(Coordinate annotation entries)
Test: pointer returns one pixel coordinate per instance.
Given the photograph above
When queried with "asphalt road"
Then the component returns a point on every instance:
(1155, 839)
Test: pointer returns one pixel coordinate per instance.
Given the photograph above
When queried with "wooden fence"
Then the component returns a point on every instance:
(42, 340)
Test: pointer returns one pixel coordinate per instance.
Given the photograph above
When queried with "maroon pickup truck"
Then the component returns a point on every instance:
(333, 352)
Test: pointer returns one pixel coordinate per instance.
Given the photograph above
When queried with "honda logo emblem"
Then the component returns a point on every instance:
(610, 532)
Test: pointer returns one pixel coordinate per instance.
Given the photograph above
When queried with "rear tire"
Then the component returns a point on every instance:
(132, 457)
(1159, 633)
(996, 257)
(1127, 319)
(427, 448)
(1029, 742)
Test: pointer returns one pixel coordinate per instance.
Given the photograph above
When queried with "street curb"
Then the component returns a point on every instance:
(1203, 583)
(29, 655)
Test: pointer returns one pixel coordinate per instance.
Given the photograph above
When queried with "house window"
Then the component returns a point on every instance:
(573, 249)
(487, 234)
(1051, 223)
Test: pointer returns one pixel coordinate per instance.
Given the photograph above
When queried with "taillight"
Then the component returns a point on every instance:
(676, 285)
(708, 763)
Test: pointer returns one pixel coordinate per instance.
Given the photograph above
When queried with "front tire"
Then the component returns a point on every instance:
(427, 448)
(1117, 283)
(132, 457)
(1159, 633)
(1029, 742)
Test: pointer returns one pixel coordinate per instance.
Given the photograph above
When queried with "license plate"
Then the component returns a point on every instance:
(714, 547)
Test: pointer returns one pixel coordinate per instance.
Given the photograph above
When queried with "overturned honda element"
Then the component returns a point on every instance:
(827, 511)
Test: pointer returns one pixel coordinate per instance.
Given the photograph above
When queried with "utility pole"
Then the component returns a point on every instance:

**REQUIRED TASK**.
Your task is to output the full set of records exactly as presented.

**ANSWER TO THE TASK**.
Test: pointer returns one pixel coordinate per instance.
Given the photograph above
When queried with "asphalt road"
Then the component returns a point on every instance:
(1155, 839)
Test: pointer returns one pixel coordinate per instance.
Given the photograph above
When queried with "wooden fence"
Then the component returns a point on every instance:
(42, 340)
Test: pointer returns one pixel coordinate per instance.
Given the photograph above
When queried with "maroon pickup truck"
Then the component returns a point on every instance:
(333, 352)
Test: pointer returns one pixel coordinate per instance.
Given the photograph above
When queried with "honda logo emblem"
Then the component returns a point on every instance:
(610, 532)
Test: pointer returns one pixel coordinate per instance.
Given the photograph above
When queried with "rear tire"
Then the component returns a point on every instance:
(132, 457)
(1159, 633)
(996, 257)
(1127, 319)
(427, 448)
(1029, 742)
Test: pointer returns one pixel coordinate per instance.
Given the photograph above
When queried with "street curb"
Then the component returns a point on every instance:
(1203, 583)
(29, 655)
Test: pointer returns one pixel coordinate per instance.
Given the photograph above
When queried with "house window"
Then the component returns a point on every instance:
(573, 249)
(487, 234)
(1051, 223)
Test: pointer returns one pixel coordinate per instance.
Given the photograph above
When queried with "taillight"
Then the component returns a point on every instance:
(676, 285)
(708, 763)
Test: pointer returns one pixel coordinate per instance.
Given the photograph above
When queried with "front tire"
Then the component returns a point on every instance:
(427, 448)
(1117, 283)
(132, 457)
(1159, 633)
(1029, 742)
Test: pointer returns one pixel coordinate per instance.
Given the photograph above
When queried with "license plate"
Then the component returns a point on every instance:
(714, 547)
Test: pointer returns one pixel coordinate per instance.
Given the photograph above
When queried with "overturned honda element"
Then the component returns a point on every instance:
(827, 511)
Test: pointer returns one pixel coordinate per instance.
Given the photograph above
When queried with "utility pole"
Then the component returns a point on every instance:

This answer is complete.